[PASSAGE]:
◆ ◆ ◆

GSK faces new China allegations

GlaxoSmithKline is facing a potential worsening of its already embarrassing situation in China, where the UK-based group has been accused of bribery.
Chinese police have upped the ante by suggesting that - contrary to GSK’s often-stated position - the company knew about the alleged use of travel agencies, which Chinese authorities say were used by GSK to launder around £320 million worth of sweeteners to doctors.
“As the investigation is moving on, it is becoming clear that it is organized by GSK China rather than drug salespeople’s individual behaviour,” the state news agency Xinhua has reported.
GSK says it would have ‘zero tolerance’ for such behaviour if it were proved to be true and has already promised an independent review by US law firm Ropes & Gray into the affair.
GSK has admitted that these ‘shameful’ allegations involved senior Chinese staff, four of whom have been detained in the country with others barred from leaving.

◆ ◆ ◆

(Saved data entries)
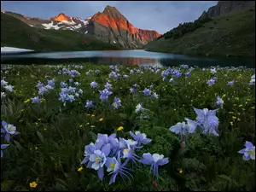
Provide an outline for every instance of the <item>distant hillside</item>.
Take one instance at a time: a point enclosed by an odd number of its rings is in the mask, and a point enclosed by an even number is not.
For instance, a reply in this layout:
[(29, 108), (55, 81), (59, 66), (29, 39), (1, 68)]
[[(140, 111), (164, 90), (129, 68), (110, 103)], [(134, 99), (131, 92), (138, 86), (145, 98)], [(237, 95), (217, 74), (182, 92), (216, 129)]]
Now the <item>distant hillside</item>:
[(1, 46), (40, 51), (120, 49), (116, 45), (74, 31), (32, 27), (3, 13), (1, 13)]
[(188, 55), (255, 56), (255, 9), (212, 17), (192, 29), (183, 32), (180, 27), (175, 38), (171, 30), (145, 49)]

◆ ◆ ◆

[PROBLEM DESCRIPTION]: Retype the passage on GSK's China allegations word for word, from "GSK says it" up to and including "barred from leaving.".

[SOLVED PROBLEM]:
GSK says it would have ‘zero tolerance’ for such behaviour if it were proved to be true and has already promised an independent review by US law firm Ropes & Gray into the affair.
GSK has admitted that these ‘shameful’ allegations involved senior Chinese staff, four of whom have been detained in the country with others barred from leaving.